======== MATERIAL FOR THIS TASK ========

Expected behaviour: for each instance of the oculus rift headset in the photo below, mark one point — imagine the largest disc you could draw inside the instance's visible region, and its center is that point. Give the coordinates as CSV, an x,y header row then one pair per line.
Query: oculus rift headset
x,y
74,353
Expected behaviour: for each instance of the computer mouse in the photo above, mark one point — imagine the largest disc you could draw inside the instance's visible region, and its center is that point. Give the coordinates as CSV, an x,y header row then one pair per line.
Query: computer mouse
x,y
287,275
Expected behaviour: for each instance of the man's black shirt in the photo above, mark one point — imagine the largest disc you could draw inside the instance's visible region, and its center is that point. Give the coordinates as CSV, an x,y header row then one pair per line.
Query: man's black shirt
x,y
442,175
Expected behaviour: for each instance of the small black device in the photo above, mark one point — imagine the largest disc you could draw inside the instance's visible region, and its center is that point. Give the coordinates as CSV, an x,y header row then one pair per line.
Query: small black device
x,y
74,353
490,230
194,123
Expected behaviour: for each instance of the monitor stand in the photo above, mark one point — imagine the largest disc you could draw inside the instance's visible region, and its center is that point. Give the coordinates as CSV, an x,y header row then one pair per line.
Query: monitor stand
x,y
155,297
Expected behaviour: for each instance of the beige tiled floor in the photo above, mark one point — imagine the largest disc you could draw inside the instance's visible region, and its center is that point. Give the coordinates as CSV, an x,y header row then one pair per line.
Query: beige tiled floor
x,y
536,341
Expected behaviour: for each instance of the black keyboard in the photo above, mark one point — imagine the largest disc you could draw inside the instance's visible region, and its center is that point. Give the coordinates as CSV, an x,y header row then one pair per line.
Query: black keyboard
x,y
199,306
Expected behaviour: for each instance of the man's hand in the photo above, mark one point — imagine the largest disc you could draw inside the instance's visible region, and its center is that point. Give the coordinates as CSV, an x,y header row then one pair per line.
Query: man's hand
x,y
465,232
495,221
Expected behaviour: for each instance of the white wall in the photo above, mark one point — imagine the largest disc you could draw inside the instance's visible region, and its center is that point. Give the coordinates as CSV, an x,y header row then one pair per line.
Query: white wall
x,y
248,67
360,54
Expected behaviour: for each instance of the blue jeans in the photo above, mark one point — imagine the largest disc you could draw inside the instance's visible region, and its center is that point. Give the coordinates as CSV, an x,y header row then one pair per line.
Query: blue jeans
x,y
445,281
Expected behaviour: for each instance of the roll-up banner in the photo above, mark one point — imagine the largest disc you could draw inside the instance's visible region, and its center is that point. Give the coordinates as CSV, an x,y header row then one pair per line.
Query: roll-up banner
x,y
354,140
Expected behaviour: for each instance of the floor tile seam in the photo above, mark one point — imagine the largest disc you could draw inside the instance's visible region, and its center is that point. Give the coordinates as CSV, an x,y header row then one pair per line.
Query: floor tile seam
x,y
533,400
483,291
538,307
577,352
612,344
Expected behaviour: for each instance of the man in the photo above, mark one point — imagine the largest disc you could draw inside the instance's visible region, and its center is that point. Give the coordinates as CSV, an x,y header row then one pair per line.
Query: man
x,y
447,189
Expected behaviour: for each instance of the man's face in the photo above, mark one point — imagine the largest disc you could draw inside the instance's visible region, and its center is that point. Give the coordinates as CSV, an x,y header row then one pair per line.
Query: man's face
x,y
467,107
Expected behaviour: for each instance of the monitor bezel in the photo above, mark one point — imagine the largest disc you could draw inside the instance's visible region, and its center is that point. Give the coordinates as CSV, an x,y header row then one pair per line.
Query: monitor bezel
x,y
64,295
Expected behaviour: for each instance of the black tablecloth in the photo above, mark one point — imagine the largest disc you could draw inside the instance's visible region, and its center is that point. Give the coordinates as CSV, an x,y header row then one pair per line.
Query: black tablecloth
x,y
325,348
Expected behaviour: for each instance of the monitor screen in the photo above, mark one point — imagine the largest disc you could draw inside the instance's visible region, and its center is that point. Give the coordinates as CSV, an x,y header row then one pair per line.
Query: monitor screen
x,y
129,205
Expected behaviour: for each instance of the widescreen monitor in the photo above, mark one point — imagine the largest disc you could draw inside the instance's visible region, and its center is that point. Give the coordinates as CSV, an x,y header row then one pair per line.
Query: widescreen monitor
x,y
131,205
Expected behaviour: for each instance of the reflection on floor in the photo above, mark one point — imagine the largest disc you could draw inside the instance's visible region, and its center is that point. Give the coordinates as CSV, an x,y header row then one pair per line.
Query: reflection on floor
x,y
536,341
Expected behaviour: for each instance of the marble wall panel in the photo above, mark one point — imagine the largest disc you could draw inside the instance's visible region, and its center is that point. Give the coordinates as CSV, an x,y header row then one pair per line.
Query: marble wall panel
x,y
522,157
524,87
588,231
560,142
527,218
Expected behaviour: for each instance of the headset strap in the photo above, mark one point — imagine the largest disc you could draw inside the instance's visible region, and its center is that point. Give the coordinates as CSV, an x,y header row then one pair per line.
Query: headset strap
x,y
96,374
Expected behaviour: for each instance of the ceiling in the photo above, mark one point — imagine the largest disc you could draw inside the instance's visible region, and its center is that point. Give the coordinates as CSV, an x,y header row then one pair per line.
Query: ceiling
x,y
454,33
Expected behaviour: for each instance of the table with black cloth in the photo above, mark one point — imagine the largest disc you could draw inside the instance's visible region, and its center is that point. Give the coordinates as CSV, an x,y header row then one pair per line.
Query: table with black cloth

========

■ EXERCISE BRIEF
Copy each line of the entries in which the string "with" is found.

■ ANSWER TO THE PROBLEM
Expected behaviour: for each instance of the table with black cloth in the photo above, mark one point — imagine the largest disc you could draw inside the instance's visible region, and its center is that point. Give the coordinates as CSV, an x,y header row then one pair per line.
Query: table with black cloth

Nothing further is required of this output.